WHAT YOU ARE ASKED TO DO: Identify each line in the rows below that contains the string "striped", and copy those lines. Case counts.

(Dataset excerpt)

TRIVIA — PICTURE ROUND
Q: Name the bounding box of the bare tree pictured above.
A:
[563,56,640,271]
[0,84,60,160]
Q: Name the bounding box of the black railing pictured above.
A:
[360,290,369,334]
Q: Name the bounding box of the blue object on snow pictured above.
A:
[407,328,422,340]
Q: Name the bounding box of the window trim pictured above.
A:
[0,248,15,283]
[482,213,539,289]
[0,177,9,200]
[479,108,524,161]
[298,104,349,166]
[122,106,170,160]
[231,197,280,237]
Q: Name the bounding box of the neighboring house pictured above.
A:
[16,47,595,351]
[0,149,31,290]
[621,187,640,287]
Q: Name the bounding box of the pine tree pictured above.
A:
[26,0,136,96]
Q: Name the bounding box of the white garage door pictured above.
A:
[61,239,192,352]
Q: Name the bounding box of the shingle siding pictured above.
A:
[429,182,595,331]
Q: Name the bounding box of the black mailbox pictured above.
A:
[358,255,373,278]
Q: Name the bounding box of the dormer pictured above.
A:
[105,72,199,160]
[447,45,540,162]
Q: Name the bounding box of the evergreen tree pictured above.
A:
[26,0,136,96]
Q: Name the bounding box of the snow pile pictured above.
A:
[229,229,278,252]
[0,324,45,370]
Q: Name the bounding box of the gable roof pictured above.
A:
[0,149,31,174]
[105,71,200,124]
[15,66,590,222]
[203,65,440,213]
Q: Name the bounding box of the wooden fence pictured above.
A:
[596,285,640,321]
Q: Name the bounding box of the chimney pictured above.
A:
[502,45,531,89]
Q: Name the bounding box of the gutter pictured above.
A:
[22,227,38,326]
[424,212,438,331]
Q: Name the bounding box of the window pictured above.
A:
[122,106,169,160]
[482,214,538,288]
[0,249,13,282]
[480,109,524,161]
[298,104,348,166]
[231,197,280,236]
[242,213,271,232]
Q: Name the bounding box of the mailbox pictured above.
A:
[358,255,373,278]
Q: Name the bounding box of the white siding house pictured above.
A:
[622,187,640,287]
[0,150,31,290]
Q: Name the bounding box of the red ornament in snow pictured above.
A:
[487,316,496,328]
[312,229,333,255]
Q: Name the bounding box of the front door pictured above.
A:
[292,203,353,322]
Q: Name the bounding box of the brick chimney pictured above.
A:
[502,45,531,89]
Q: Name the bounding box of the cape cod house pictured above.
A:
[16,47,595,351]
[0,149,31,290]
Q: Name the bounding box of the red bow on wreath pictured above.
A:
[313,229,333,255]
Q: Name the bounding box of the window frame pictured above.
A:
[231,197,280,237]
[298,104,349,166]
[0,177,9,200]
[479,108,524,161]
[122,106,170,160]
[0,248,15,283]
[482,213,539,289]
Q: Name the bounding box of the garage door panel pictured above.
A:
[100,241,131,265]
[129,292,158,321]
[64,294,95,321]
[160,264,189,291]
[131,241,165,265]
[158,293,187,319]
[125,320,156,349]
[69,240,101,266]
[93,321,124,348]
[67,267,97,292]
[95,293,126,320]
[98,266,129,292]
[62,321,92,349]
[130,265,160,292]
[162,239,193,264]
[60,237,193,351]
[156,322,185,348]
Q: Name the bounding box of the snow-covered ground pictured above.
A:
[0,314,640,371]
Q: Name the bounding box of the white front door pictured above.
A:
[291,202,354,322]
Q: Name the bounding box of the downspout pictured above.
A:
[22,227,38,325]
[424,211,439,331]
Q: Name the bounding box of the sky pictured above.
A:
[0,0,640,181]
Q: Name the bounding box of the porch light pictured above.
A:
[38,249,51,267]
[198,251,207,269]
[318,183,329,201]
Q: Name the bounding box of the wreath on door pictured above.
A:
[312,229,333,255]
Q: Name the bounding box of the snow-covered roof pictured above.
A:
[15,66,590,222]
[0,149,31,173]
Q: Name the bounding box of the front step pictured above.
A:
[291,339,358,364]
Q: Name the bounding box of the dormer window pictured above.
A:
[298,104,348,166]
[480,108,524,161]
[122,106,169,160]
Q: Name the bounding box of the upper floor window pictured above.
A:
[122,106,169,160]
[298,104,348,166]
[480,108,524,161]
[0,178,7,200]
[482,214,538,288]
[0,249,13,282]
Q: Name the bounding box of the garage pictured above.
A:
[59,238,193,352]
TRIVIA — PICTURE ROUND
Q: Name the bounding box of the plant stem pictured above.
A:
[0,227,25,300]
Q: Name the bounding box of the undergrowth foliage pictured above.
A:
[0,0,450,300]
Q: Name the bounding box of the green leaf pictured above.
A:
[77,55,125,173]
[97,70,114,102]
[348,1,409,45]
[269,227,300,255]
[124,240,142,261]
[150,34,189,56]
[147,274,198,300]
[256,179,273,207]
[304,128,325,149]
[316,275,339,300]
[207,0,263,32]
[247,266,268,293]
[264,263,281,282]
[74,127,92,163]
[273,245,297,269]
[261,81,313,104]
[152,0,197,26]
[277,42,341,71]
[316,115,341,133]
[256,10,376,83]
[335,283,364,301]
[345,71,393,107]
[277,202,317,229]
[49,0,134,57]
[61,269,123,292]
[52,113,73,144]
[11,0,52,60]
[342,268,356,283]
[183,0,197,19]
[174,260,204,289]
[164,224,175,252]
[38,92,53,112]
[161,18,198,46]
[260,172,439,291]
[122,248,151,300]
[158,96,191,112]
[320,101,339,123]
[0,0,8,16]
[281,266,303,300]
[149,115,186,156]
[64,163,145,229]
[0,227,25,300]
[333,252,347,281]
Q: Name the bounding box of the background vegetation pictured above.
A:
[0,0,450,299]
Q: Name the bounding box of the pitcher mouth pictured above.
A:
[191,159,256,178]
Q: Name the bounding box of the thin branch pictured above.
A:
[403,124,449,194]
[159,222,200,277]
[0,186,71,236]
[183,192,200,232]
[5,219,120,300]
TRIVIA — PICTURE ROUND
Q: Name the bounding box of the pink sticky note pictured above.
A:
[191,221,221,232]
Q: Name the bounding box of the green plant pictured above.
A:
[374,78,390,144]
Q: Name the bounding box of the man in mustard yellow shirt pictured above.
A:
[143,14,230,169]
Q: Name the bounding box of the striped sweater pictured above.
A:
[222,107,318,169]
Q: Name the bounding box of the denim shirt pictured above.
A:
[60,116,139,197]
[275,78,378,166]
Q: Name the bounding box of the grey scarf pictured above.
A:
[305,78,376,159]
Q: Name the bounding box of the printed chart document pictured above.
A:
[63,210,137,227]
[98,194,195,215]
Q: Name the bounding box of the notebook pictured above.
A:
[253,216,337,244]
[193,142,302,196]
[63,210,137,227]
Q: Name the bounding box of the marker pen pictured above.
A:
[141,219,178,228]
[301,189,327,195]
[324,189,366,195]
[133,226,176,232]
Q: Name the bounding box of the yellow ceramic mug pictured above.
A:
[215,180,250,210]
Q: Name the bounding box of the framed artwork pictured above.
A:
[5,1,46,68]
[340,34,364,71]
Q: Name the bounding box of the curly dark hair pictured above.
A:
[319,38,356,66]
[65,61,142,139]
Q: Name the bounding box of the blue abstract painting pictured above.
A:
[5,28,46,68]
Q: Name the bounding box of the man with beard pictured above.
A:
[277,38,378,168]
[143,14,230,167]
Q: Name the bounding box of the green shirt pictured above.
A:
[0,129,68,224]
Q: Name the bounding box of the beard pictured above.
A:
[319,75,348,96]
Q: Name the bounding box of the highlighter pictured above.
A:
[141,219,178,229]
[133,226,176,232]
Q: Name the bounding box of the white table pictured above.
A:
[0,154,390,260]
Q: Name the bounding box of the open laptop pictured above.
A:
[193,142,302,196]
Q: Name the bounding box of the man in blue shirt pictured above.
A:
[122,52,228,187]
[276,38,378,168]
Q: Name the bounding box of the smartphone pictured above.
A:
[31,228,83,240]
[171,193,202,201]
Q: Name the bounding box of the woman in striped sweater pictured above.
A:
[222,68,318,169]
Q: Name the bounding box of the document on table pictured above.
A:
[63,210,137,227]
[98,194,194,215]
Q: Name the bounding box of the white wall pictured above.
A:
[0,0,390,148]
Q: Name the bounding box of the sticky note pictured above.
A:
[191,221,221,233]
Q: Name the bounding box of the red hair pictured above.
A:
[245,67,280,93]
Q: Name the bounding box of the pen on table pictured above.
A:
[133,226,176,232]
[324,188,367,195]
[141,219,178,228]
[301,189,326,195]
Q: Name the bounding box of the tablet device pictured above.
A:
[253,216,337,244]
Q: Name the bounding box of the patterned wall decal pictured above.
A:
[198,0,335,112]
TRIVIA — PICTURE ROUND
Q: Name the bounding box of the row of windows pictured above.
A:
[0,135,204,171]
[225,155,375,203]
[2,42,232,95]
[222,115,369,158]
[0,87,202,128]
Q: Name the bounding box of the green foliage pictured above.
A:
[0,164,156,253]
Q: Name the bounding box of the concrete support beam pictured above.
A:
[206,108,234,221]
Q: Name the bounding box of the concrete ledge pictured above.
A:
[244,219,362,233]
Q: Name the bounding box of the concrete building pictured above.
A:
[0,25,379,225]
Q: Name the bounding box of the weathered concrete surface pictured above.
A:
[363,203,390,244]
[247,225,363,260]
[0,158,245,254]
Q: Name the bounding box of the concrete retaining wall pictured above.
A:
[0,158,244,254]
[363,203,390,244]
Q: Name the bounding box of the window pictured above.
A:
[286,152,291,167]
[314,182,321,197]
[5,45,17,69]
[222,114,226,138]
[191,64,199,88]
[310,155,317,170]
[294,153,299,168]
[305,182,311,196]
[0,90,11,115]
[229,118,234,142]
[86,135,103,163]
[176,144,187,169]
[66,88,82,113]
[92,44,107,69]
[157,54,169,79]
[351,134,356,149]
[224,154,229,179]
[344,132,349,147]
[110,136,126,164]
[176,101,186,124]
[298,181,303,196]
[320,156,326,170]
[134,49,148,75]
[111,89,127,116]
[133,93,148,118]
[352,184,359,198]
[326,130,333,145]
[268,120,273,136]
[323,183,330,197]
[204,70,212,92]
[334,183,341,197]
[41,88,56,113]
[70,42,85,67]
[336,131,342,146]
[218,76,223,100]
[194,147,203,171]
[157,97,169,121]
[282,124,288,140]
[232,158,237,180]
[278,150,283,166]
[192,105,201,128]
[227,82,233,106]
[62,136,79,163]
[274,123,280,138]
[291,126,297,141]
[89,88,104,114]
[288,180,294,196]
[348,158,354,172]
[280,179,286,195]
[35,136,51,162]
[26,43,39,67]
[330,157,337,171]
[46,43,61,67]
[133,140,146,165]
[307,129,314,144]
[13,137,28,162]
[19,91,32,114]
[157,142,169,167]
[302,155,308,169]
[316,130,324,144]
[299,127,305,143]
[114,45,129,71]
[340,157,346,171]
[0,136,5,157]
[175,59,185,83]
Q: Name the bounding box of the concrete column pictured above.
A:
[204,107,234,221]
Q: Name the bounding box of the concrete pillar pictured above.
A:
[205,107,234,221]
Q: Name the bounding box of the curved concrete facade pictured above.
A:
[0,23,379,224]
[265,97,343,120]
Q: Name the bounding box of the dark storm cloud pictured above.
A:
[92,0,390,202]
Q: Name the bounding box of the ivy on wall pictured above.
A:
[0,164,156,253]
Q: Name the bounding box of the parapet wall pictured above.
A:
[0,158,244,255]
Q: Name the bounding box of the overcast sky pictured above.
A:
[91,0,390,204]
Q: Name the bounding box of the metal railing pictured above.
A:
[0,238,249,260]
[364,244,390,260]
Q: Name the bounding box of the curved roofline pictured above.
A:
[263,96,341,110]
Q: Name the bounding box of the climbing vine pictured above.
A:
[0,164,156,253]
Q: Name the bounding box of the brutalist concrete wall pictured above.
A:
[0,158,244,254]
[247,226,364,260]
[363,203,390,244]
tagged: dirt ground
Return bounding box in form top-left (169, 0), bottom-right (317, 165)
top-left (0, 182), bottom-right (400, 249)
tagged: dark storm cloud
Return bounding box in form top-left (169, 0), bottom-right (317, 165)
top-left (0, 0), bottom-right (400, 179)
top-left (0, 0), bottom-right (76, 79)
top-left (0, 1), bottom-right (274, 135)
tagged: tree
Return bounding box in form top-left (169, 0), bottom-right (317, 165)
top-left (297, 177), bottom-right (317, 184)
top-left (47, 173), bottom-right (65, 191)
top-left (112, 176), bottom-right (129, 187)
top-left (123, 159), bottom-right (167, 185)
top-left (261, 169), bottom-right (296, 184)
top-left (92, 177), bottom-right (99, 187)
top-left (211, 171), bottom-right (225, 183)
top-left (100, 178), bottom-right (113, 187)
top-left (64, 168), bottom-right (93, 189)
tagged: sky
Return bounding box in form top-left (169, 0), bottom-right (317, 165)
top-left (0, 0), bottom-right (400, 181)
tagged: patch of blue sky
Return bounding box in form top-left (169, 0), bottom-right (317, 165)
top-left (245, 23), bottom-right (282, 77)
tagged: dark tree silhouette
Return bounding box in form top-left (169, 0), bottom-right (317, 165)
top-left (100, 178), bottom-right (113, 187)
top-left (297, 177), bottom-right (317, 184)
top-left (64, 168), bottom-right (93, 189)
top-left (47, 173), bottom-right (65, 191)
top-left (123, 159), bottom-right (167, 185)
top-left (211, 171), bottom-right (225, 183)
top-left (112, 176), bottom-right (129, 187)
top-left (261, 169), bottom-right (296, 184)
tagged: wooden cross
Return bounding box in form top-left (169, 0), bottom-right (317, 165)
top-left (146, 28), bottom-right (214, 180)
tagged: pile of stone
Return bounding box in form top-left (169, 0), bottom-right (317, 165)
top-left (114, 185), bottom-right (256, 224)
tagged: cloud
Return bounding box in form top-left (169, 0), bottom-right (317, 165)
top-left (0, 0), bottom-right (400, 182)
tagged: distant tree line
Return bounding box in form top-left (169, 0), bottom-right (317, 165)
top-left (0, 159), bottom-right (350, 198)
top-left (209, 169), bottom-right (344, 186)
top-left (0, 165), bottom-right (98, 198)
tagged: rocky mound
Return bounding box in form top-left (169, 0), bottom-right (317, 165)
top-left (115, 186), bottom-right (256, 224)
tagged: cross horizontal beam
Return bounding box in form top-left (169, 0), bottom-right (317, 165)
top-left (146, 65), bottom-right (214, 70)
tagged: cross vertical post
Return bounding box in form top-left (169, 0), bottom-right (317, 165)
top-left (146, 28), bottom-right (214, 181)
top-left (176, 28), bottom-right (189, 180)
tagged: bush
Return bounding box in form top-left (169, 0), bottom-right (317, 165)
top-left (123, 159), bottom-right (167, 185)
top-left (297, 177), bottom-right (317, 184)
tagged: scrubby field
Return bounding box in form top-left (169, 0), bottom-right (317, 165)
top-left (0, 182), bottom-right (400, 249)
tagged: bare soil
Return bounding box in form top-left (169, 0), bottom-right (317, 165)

COMPLETED TASK:
Q: Name the bounding box of the striped sweater pictured above.
Q: Name the bounding box of the woman in striped sweater pictured above.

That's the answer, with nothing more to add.